"Sita Sings The Blues" by self-taught animator Nina Paley, may be the first feature-length animated film released under a free license (the Creative Commons By-SA). Presented through a variety of animation styles and narrative tones, it fuses apparently disparate ideas and sources into a unified whole. An ancient Hindu epic, The Ramayana, is retold largely through the songs of a 1920s American singer, Annette Hanshaw. The mode of storytelling also mirrors aspects of the world-wide collaborative potential of twenty-first century art, reflected also in the film's real life controversies, including copyright entanglements and censorship concerns.
When Nina Paley was reeling from the pain of a failed marriage, she did what any good artist should do: she turned her pain into art by creating Sita Sings the Blues. She apparently did not have any plans to create a free-licensed film, but her experience in publishing her project made her into a believer.
The central magic of the film is the mixture of two cultural artifacts that helped her through her problems: the ancient Hindu epic, The Ramayana, and the songs of American singer Annette Hanshaw. Through the lens of her own experience, she saw parallels between the emotional tone of the songs and the plight of one of the Ramayana's more controversial characters, Sita -- the "perfect woman" that Rama (the "perfect man") finds he must give up in order to be a "perfect ruler".
The original point of the story is presumably that leadership makes extreme personal demands and requires men to give things up that they would never do if they could serve their own needs. In the original, therefore, Sita is little more than a prop for the story of Rama's devotion to his duty. But this work has been very controversial and troublesome for modern faithful women in India, and has been the subject of much rationalization and interpretation.
Paley made the work her own, focusing almost entirely on this aspect of the story, and how Sita's feeling paralleled her own feelings of abandonment in her divorce. As with any good Hindu story, there isn't exactly a moral -- just a lot of extremities of feeling and action, leaving you to draw out your own meaning.

Provided data:
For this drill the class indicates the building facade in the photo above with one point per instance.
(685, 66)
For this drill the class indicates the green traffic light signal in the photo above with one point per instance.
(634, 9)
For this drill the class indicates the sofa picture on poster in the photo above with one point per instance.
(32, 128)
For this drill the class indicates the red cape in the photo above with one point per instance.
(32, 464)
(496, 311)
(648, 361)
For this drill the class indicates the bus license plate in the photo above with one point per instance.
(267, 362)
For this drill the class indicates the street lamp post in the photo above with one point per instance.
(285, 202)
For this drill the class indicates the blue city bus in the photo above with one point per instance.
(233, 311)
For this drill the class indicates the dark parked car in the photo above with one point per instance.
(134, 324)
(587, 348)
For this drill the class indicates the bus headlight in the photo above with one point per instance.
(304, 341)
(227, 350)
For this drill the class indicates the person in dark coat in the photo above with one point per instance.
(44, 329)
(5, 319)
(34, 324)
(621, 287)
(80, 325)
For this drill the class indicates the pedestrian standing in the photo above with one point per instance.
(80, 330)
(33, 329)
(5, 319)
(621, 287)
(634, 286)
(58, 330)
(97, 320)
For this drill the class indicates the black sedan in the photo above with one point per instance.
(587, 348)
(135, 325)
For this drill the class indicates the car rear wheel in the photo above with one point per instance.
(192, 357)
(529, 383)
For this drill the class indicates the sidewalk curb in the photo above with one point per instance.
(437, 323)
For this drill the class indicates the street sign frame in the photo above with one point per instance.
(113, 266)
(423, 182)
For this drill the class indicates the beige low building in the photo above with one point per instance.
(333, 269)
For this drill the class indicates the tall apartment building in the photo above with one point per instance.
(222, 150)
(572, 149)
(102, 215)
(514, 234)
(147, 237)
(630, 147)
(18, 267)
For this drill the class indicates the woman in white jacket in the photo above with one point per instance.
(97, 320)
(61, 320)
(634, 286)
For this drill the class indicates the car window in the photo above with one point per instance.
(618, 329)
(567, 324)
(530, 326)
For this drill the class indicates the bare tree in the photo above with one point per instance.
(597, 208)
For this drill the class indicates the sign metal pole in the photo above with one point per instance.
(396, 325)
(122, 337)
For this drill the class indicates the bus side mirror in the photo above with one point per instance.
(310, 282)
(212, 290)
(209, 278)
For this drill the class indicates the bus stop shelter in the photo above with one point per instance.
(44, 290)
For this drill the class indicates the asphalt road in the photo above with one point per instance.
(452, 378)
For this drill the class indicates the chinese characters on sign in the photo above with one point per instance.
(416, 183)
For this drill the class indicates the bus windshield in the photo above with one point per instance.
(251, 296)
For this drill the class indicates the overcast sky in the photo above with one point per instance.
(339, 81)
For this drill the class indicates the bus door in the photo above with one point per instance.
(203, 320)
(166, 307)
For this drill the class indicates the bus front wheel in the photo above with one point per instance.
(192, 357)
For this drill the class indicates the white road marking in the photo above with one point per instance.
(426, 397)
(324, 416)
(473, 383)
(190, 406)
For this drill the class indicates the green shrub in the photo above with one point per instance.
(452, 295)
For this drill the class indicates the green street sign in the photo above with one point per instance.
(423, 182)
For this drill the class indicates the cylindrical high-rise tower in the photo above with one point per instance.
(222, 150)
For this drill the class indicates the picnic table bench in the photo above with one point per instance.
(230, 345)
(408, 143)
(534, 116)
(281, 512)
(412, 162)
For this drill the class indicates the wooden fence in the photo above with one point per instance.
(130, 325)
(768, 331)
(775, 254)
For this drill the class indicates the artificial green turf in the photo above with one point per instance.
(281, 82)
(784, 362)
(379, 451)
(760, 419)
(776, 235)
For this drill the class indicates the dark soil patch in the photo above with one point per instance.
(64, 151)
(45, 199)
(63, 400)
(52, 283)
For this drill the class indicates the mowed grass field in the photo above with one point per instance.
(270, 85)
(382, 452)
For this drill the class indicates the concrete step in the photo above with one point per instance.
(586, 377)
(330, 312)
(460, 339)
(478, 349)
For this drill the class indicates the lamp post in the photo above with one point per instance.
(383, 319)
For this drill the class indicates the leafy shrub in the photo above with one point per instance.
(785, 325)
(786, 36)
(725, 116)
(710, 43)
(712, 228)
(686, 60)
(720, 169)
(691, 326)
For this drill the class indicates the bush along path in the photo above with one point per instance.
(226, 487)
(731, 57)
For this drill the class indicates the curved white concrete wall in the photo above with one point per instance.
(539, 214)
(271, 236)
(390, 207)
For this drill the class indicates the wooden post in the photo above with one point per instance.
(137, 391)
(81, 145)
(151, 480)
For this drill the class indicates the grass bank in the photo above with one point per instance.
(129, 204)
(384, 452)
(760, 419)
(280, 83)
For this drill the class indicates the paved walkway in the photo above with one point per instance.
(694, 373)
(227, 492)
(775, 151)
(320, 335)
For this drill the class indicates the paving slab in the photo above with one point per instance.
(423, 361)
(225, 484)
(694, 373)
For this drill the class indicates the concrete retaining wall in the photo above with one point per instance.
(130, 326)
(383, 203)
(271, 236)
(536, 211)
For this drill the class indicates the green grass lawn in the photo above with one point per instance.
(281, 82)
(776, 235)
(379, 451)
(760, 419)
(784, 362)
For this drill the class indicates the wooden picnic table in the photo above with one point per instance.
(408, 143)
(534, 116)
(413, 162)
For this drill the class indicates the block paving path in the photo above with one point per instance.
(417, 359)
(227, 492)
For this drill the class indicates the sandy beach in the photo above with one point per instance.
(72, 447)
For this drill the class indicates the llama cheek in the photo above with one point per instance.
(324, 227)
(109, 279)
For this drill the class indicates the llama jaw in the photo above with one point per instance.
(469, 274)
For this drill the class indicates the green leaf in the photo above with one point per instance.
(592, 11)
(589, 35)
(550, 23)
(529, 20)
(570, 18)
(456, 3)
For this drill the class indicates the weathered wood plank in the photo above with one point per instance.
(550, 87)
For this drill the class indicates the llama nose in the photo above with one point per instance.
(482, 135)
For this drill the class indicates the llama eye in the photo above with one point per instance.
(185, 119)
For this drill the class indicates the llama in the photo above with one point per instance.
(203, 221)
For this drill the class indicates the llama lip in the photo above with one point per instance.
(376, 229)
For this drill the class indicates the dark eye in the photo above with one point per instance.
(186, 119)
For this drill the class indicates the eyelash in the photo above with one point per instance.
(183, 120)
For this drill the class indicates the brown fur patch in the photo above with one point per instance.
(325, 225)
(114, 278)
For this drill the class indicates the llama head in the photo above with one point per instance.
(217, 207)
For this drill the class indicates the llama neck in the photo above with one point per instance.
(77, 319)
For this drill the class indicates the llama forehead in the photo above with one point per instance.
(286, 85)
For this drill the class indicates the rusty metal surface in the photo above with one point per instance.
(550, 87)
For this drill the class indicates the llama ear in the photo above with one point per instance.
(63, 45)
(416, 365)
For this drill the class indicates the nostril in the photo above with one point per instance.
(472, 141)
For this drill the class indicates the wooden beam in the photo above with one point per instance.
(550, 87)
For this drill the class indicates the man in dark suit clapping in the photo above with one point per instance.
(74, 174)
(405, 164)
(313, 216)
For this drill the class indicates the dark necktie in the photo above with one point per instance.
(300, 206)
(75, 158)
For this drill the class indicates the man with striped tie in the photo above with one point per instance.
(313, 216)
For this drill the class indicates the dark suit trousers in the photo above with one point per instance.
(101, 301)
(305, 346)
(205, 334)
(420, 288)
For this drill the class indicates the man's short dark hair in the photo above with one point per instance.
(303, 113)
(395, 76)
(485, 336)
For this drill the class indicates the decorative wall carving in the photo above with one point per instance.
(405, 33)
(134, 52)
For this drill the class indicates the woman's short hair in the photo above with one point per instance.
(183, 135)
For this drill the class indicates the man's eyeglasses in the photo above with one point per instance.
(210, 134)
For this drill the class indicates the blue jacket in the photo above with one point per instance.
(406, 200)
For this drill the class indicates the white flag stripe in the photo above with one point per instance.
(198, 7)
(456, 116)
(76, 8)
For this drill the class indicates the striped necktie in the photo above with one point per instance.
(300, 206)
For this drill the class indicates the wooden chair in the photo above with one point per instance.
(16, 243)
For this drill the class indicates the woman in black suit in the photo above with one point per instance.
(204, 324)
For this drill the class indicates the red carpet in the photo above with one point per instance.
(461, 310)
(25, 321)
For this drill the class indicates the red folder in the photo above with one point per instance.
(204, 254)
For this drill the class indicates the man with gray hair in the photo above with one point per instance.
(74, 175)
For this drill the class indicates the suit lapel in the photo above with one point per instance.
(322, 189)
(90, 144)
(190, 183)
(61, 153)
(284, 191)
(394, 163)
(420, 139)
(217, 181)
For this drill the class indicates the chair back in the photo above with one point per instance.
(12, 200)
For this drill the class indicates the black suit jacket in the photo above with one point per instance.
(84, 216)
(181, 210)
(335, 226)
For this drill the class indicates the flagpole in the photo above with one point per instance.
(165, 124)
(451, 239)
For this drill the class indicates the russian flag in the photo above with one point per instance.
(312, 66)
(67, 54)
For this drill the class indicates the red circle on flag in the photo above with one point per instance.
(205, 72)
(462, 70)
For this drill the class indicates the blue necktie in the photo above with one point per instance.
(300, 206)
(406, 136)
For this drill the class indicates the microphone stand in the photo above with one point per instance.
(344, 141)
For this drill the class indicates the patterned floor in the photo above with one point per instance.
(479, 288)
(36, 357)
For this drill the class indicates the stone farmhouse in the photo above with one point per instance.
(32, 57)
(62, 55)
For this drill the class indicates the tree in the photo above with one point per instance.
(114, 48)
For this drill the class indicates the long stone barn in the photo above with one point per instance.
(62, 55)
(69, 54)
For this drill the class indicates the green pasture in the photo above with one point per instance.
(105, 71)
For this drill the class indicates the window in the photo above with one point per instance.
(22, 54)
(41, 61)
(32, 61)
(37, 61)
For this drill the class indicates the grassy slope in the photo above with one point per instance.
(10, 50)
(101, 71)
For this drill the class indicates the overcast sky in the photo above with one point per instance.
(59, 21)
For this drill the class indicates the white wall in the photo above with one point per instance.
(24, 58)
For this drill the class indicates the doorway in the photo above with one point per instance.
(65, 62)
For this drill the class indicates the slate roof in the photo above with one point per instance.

Exercises:
(1) In the piece on Sita Sings the Blues, which real people and story characters are named? List each one.
(2) For each statement, say whether it agrees with the piece on Sita Sings the Blues, and quote the words that decide it.
(a) The film was released under the Creative Commons By-SA license.
(b) Paley set out from the beginning to make a free-licensed film.
(c) Annette Hanshaw was an American singer of the 1920s.
(3) Carry on the piece on Sita Sings the Blues, starting after its last sentence.

Task answers:
(1)
Nina Paley
Annette Hanshaw
Sita
Rama

(2)
(a) Yes: "released under a free license (the Creative Commons By-SA)"
(b) No: "She apparently did not have any plans to create a free-licensed film"
(c) Yes: "the songs of a 1920s American singer, Annette Hanshaw"

(3)
This in itself is controversial, simply because Paley is not an Indian or even Indian-American woman, but a White American of Jewish descent. For some, this kind of international reinterpretation of a deeply revered work amounts to some form of cultural imperialism. Others applaud the freedom and perspective to be found in mixing works on an international level.
I was very impressed. Reading the descriptions, I was a little worried that the frame story would bother me -- it's usually not a great idea for an artist to put herself in as a character (especially in such an emotionally-sticky situation). But it was done very tastefully, with the appropriate detachment, so that Nina the character is quite distinct from Nina Paley, the animator. There is also no jarring introduction of live-action film in an animation -- Nina and Dave are represented in a sketchy, stylized collage of animation that makes their story a little generic and abstract. This serves to universalize the tale.
The storytelling in the film is done by three "shadow puppets" whose voices are actually those of three of Nina Paley's Indian-American friends discussing and trying to remember the story details of the Ramayana in an unscripted interview session. Paley notes that the three come from different parts of India, and so have heard different versions of the stories or different interpretations of them. Thus, this mode of storytelling emphasizes the role of oral tradition and interpretation in how people relate to these ancient epics (even though the works themselves are written).
This approach meshed well with the collage of differing animation styles mapped to variations of the narrative with their different tones. A collage style illustrates the (sometimes comic) mismatching of the discussed story points, while a more traditional style of drawing is associated with a somewhat flippant, but basically direct telling of the story. Finally, there are the musical numbers done in a style reminiscent of 1920s animation (like "Betty Boop"), with the voice of Annette Hanshaw representing Sita.
These interpretations demonstrate the malleability of stories and the need to re-interpret and "re-mix" them to mesh with our daily lives in an era which is, after all, immensely different from the one in which Valmiki wrote down the Ramayana. So it seems very appropriate for such a work to be released under a free-license, so that it too can be re-mixed and re-interpreted by its viewers.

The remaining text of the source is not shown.